What lines of the material below include the string "tower"? Copy all of them.

(Beginning of Available data)

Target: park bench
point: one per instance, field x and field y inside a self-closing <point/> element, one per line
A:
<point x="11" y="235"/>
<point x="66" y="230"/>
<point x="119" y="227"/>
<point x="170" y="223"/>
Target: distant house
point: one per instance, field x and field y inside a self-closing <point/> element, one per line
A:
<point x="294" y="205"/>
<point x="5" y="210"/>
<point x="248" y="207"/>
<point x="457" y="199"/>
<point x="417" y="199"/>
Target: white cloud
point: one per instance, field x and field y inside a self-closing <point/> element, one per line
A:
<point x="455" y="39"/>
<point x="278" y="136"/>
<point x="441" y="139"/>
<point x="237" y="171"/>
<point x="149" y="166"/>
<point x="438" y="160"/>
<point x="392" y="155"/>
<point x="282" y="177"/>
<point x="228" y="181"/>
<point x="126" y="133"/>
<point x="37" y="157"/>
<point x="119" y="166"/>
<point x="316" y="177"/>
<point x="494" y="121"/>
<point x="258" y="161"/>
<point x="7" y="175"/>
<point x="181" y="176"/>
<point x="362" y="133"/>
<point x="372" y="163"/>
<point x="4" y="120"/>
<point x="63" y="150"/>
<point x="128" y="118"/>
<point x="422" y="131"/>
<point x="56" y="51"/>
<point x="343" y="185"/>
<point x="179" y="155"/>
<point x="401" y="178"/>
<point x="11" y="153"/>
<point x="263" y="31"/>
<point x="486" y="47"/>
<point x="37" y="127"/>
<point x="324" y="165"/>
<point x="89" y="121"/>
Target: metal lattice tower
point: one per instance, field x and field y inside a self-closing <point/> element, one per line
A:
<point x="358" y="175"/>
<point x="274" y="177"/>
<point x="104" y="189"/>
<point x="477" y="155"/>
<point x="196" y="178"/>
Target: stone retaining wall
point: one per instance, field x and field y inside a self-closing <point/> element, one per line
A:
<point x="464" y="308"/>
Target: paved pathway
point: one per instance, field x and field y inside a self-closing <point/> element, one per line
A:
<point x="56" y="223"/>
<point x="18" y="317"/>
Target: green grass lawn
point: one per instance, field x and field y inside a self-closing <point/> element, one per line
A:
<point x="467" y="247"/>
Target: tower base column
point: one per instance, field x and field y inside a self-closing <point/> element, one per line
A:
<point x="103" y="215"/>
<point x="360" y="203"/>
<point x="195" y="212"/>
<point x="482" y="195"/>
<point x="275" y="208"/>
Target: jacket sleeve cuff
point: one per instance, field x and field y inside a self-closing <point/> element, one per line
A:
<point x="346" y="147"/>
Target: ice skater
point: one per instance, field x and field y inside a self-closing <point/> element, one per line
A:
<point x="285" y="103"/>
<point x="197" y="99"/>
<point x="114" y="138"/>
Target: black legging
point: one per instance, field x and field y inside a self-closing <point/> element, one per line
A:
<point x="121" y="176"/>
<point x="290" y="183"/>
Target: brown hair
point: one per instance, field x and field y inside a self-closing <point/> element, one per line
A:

(End of Available data)

Final answer.
Target: metal lattice tower
Target: tower base column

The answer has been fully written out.